### [What the task requires]
Starting at the line that holds "Where can you find the fork tine?", transcribe every line to the end of the data exactly; include no other lines.

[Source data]
┌──

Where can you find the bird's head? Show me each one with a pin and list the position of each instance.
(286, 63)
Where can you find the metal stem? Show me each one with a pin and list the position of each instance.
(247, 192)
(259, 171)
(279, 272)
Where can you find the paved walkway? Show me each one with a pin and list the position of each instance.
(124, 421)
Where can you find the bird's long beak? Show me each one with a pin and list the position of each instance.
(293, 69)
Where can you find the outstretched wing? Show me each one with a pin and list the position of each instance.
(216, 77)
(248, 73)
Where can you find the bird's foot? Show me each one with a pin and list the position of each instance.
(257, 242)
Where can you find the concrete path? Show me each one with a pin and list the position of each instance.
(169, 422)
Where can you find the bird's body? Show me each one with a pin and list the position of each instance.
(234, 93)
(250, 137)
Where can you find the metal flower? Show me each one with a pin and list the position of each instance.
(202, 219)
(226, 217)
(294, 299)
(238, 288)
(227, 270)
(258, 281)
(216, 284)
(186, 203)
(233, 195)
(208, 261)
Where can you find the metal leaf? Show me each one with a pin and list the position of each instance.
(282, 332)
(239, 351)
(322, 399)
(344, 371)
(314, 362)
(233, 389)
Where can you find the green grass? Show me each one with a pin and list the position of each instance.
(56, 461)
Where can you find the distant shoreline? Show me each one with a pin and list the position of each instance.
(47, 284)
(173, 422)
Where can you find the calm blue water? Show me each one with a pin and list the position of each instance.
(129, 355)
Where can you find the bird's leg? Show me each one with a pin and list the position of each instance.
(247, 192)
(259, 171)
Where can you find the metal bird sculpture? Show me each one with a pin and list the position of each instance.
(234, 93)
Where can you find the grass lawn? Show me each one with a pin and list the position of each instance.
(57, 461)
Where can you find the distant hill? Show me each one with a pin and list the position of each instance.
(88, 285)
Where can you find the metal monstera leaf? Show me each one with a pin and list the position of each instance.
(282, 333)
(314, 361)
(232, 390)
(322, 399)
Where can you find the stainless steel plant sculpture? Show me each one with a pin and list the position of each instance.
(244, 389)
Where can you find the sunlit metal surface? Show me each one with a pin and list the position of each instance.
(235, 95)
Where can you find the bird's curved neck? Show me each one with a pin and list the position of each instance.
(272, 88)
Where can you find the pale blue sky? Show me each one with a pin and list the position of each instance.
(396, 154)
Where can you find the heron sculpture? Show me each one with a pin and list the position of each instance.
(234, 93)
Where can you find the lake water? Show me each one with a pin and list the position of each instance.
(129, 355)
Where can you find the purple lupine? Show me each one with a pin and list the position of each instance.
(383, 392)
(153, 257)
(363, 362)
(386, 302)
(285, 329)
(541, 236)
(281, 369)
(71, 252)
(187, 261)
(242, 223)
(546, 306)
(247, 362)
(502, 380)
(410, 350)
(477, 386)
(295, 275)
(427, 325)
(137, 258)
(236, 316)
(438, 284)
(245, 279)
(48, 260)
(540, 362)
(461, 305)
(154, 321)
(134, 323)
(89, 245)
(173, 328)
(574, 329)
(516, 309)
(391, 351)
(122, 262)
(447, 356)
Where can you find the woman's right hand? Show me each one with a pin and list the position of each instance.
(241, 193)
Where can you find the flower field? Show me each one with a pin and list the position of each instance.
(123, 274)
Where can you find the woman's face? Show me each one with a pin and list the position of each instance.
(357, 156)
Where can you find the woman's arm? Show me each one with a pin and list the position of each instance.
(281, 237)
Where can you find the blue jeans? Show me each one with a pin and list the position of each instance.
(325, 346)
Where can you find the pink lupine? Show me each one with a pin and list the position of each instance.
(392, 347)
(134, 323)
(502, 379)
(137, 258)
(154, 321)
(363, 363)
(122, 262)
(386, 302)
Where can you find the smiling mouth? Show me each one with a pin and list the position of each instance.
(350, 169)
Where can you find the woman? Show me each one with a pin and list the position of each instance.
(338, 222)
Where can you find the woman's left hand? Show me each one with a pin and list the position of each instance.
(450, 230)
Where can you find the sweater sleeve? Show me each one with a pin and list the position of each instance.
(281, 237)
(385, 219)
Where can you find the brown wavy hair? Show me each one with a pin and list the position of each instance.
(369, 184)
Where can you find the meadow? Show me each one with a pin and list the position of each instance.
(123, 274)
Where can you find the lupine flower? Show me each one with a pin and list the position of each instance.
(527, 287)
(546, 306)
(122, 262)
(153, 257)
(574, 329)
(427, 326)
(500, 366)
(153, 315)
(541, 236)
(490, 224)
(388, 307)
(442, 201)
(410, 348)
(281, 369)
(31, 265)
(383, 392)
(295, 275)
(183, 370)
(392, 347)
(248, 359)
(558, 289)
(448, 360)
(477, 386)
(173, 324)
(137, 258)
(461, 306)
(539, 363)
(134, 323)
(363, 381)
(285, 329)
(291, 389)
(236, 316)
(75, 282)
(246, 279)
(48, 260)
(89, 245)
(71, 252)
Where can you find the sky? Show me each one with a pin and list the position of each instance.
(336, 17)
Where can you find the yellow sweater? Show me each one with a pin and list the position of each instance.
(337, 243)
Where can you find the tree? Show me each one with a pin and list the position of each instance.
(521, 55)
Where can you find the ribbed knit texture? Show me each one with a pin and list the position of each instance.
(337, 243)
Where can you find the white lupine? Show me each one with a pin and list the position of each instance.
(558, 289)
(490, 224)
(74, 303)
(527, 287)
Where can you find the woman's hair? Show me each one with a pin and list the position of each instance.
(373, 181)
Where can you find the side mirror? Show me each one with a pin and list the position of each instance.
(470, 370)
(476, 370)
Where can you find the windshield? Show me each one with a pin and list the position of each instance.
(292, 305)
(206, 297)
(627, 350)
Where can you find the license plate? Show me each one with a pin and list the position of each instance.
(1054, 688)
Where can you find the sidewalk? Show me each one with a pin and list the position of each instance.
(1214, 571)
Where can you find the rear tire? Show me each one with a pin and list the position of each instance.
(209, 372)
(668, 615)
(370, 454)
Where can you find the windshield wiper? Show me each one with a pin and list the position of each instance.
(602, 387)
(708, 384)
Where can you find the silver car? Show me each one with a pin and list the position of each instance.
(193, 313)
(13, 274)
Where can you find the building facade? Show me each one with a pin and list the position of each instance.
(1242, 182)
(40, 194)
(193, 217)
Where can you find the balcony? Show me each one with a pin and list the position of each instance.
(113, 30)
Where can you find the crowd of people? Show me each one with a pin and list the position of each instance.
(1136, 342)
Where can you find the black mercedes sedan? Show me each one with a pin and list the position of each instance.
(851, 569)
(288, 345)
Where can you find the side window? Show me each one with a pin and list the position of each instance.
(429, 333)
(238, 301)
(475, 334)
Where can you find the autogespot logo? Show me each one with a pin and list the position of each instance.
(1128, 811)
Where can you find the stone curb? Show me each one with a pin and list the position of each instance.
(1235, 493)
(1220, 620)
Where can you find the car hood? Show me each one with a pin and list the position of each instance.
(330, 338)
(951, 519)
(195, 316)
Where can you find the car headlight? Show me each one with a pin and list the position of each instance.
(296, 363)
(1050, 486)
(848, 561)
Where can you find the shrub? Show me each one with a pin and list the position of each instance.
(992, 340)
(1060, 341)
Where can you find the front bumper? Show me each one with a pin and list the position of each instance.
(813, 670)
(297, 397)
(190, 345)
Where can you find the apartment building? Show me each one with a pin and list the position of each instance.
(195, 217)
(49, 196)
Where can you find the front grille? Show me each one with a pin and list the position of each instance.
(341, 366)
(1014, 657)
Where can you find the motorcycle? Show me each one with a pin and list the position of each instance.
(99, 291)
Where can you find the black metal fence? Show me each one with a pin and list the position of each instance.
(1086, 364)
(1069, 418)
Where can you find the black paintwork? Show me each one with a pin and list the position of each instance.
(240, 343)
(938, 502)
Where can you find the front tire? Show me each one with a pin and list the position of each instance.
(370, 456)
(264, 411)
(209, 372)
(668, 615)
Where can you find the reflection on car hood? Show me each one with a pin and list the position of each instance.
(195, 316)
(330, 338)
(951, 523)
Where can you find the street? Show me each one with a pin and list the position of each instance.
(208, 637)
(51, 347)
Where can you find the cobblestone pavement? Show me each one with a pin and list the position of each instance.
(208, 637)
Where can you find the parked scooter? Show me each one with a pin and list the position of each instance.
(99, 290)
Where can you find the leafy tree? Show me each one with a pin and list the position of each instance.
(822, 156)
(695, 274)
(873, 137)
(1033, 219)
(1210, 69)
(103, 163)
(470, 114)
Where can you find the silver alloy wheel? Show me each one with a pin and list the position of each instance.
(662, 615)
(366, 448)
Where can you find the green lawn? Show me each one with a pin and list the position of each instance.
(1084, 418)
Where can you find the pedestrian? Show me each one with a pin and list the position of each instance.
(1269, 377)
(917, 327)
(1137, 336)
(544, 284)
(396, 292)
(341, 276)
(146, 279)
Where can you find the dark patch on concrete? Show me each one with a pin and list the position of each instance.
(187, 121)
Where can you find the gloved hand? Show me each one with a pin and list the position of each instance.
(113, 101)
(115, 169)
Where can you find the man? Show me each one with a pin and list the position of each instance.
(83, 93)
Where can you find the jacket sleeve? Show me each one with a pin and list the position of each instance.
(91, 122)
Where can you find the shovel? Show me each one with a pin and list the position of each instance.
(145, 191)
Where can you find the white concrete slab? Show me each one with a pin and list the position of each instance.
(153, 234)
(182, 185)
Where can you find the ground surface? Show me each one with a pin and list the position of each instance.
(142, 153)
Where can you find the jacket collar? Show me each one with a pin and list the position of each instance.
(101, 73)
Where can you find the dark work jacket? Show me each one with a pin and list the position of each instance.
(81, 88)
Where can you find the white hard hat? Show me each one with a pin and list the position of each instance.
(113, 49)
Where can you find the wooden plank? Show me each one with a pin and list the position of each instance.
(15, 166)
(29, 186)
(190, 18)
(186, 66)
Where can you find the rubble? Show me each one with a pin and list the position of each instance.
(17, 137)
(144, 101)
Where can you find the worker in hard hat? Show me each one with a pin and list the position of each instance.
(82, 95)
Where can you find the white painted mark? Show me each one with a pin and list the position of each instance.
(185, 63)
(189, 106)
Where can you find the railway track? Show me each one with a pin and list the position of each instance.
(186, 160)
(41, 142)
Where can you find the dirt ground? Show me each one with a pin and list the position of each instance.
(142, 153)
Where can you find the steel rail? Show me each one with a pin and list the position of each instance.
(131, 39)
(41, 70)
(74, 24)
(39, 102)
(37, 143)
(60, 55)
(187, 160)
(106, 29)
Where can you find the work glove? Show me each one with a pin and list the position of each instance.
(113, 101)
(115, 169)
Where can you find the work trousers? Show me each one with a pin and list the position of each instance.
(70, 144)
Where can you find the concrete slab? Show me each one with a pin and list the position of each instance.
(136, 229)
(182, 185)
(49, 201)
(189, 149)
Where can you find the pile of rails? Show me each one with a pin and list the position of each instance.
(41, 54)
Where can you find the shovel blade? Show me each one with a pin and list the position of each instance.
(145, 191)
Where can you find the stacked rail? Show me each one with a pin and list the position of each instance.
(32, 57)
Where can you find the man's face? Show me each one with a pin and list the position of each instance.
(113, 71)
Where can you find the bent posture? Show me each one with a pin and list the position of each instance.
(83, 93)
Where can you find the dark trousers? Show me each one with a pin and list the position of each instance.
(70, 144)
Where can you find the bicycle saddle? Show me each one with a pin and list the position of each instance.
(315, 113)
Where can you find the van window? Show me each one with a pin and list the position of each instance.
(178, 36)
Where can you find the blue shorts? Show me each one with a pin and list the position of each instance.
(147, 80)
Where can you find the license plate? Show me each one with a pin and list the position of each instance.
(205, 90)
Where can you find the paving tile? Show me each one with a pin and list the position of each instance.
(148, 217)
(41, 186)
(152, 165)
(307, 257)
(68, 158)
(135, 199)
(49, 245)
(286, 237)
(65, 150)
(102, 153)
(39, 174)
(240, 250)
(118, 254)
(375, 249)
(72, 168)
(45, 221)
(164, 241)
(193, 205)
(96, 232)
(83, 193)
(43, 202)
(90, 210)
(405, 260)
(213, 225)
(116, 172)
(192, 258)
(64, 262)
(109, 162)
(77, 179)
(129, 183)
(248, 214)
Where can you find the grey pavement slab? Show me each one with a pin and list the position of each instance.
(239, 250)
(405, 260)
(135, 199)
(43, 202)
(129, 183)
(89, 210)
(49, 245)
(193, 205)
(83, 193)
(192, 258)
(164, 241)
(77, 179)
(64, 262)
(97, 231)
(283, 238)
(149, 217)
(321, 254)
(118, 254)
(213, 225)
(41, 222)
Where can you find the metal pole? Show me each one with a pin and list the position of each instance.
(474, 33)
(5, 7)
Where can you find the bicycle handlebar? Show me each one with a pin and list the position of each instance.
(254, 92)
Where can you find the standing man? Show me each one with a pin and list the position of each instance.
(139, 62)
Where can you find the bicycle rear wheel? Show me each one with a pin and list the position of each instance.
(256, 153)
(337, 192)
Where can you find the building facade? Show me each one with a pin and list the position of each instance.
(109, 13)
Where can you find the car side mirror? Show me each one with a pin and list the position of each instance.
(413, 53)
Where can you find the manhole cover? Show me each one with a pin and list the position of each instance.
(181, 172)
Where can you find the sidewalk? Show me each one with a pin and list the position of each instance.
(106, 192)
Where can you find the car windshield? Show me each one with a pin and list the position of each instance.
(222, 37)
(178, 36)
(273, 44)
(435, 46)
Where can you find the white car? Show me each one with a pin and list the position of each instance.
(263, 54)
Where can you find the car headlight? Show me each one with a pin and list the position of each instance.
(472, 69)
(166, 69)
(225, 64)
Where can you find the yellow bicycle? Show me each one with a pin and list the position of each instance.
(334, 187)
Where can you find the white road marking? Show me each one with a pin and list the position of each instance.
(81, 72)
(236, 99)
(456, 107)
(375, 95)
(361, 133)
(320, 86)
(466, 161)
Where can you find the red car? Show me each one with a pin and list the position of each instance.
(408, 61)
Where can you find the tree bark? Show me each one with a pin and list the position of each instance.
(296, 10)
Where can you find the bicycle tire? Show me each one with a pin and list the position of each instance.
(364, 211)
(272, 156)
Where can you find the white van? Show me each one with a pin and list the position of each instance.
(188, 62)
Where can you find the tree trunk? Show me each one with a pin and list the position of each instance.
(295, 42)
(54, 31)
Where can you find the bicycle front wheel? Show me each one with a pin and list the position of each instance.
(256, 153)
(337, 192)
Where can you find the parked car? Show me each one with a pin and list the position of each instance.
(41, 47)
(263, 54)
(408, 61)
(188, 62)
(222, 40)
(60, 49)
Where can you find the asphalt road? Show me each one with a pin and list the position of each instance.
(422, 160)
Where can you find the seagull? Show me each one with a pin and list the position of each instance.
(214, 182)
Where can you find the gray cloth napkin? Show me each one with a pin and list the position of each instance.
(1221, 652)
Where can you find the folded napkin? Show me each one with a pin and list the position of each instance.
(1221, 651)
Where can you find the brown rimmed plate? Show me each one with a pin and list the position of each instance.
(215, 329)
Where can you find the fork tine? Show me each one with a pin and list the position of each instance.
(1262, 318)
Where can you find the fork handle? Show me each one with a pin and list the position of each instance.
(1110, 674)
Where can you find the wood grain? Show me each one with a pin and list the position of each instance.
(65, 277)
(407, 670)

└──

### [The answer]
Where can you find the fork tine? Show me each one with a pin and list the position of each instance.
(1262, 318)
Where can you find the fork handle? Show me each one with a pin and list the position of each instance.
(1110, 674)
Where can you find the wood grain? Show me each one with a pin and list the position of each instance.
(65, 277)
(407, 670)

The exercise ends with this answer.